THE EXERCISE ->
Rewrite the lines of the listing below as a Markdown table with the columns "Row" and "Entry," starting at the line containing "Run detection for bare" and ending at the final line of the listing, both included. Number each row and leave out any blank lines.

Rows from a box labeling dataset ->
------------------------

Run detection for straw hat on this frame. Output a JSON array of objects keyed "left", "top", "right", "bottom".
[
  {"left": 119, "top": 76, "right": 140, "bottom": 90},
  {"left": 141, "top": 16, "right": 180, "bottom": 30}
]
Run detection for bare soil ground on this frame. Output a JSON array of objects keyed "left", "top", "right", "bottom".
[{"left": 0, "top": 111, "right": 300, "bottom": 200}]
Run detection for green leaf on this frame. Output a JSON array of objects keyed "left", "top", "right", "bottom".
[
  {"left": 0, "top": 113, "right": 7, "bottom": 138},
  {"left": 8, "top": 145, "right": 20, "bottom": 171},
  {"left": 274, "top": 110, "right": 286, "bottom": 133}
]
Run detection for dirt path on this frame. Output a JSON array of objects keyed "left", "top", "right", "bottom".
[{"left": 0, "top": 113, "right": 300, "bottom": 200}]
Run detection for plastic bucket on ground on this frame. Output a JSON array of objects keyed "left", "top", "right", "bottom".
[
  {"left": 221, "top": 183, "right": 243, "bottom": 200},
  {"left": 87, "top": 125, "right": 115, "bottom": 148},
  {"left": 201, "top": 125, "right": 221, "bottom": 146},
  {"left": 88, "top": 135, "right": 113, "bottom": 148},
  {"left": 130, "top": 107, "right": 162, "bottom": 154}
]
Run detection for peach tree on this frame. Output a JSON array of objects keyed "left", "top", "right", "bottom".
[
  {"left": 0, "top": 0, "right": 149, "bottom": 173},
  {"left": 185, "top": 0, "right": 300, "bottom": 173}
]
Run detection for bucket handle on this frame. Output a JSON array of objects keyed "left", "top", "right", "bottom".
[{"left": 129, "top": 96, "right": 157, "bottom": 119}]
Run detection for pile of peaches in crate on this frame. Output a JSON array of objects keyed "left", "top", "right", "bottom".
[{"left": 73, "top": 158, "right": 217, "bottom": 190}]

------------------------

COMPLETED EXERCISE ->
| Row | Entry |
|---|---|
| 1 | Run detection for bare soil ground on this frame. Output a JSON array of objects keyed "left", "top", "right", "bottom". |
| 2 | [{"left": 0, "top": 111, "right": 300, "bottom": 200}] |
| 3 | Run detection for green leaf on this frame. Output a JSON array of objects keyed "left", "top", "right", "bottom". |
| 4 | [ |
| 5 |   {"left": 0, "top": 113, "right": 7, "bottom": 138}, |
| 6 |   {"left": 8, "top": 145, "right": 20, "bottom": 171}, |
| 7 |   {"left": 274, "top": 110, "right": 286, "bottom": 133} |
| 8 | ] |
| 9 | Run detection for dirt path on this frame. Output a JSON array of objects keyed "left", "top", "right", "bottom". |
| 10 | [{"left": 0, "top": 113, "right": 300, "bottom": 200}] |
| 11 | Run detection for plastic bucket on ground on this frame. Output a JSON array of objects keyed "left", "top", "right", "bottom". |
| 12 | [ |
| 13 |   {"left": 221, "top": 183, "right": 243, "bottom": 200}, |
| 14 |   {"left": 87, "top": 125, "right": 115, "bottom": 148}, |
| 15 |   {"left": 201, "top": 125, "right": 221, "bottom": 146}, |
| 16 |   {"left": 88, "top": 135, "right": 113, "bottom": 148}, |
| 17 |   {"left": 130, "top": 107, "right": 162, "bottom": 154} |
| 18 | ] |
| 19 | Run detection for peach tree on this frame. Output a JSON array of objects keyed "left", "top", "right", "bottom". |
| 20 | [ |
| 21 |   {"left": 0, "top": 0, "right": 149, "bottom": 173}, |
| 22 |   {"left": 185, "top": 0, "right": 300, "bottom": 173} |
| 23 | ] |
| 24 | Run detection for bucket handle on this frame. Output a JSON array of objects keyed "left", "top", "right", "bottom". |
| 25 | [{"left": 129, "top": 96, "right": 157, "bottom": 119}] |
| 26 | Run detection for pile of peaches in crate on this frame. Output a JSON array of objects keyed "left", "top", "right", "bottom". |
| 27 | [{"left": 73, "top": 158, "right": 217, "bottom": 190}] |